[练习题目]
请从含有“Expected: one pin per instance of the colored”的那一行起，一直到记录结尾，把这些行重写一遍，将其中的“windshield”替换为“front window”，其余内容一律不变。

═════ 数据列表 ═════

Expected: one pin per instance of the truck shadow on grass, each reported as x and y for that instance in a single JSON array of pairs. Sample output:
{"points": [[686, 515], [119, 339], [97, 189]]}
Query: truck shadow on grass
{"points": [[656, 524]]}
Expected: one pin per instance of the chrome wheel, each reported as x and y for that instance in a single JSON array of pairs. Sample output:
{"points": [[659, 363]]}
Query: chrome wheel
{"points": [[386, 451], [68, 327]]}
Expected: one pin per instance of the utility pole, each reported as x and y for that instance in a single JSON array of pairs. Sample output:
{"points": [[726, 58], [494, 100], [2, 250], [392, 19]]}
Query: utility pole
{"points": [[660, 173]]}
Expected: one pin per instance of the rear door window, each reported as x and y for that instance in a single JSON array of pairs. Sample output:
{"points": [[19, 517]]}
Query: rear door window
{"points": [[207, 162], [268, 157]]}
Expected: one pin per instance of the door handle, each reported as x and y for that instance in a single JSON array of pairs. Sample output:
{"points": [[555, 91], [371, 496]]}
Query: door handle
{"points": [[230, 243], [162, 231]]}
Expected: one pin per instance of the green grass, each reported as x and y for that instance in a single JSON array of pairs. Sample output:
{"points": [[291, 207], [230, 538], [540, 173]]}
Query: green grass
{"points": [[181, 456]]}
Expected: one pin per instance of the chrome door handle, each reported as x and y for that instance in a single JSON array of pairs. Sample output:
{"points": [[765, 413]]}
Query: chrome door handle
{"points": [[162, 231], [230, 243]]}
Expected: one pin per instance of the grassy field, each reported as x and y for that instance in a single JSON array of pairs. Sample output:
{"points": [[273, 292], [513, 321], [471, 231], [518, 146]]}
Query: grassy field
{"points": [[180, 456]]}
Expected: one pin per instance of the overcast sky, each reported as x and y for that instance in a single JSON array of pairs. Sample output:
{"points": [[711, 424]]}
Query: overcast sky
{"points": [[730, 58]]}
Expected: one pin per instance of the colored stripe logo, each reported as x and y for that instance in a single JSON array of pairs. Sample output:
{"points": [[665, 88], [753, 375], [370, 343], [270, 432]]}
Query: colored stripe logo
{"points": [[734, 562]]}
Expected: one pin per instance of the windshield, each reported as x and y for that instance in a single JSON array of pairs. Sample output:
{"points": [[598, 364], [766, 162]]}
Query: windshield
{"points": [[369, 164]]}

═════

[参考解答]
Expected: one pin per instance of the colored stripe logo, each reported as x and y for that instance in a single JSON array of pairs. Sample output:
{"points": [[665, 88], [753, 375], [370, 343], [270, 432]]}
Query: colored stripe logo
{"points": [[734, 562]]}
Expected: one pin per instance of the front window, each reported as x and y for that instance in a single JSON array of pairs. Sample output:
{"points": [[598, 364], [766, 162]]}
Query: front window
{"points": [[369, 164]]}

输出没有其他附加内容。